Coordinate annotation records:
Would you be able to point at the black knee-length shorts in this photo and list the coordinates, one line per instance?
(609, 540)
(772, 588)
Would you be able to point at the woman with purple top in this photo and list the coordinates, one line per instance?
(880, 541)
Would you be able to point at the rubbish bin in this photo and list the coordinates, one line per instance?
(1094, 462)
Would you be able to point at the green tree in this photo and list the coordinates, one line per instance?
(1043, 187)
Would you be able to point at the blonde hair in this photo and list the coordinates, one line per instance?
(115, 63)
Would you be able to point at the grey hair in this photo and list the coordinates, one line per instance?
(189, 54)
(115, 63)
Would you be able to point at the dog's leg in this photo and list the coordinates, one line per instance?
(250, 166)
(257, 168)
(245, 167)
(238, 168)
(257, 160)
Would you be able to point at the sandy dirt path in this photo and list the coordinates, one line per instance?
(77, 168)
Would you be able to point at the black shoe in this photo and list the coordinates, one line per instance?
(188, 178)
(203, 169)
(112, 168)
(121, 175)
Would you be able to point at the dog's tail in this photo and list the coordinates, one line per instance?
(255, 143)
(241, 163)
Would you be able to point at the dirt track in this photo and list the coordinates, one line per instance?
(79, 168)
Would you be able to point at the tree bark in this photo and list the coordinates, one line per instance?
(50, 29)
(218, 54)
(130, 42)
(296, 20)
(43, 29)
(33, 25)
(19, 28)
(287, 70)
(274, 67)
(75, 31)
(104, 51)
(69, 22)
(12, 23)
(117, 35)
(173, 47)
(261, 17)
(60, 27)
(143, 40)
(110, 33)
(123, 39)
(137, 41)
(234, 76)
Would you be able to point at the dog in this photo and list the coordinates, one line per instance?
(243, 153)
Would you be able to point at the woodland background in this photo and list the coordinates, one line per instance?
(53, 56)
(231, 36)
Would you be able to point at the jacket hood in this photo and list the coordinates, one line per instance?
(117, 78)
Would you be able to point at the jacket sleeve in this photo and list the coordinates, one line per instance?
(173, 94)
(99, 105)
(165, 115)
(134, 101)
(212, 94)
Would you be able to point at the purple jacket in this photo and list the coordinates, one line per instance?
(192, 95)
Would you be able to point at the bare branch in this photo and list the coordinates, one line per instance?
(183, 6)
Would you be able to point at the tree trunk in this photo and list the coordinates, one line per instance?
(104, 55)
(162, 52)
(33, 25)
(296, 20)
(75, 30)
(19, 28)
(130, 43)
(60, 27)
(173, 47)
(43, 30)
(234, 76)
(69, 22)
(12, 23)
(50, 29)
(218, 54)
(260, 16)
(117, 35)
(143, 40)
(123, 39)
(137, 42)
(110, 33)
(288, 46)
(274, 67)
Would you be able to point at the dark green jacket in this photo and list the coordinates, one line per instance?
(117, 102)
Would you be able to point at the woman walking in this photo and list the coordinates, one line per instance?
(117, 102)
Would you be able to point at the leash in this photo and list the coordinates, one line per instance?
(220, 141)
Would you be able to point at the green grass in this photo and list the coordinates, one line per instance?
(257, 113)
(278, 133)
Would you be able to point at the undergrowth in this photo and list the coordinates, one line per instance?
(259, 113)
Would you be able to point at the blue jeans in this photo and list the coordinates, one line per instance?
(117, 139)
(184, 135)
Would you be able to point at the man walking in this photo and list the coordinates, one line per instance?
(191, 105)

Directions: From the line containing "Would you be able to point at the woman walking" through the final line of the listing above, retype every line exactly; leave out everything else.

Exercise answer:
Would you be able to point at the woman walking in this photo and list the coordinates, one line per instance?
(117, 102)
Would you be able to point at the leash in this photo and list the coordinates, one line per instance?
(220, 141)
Would you be able to point at the green grass in this photo and list the coordinates, one line per instance?
(257, 113)
(278, 133)
Would you be able to point at the undergrowth in this photo and list the coordinates, one line per instance?
(259, 113)
Would you be able to point at the blue jeans in this photo and list the coordinates, one line per instance?
(117, 139)
(184, 135)
Would you be able to point at the man walking in this photo and list the coordinates, one line per instance?
(191, 105)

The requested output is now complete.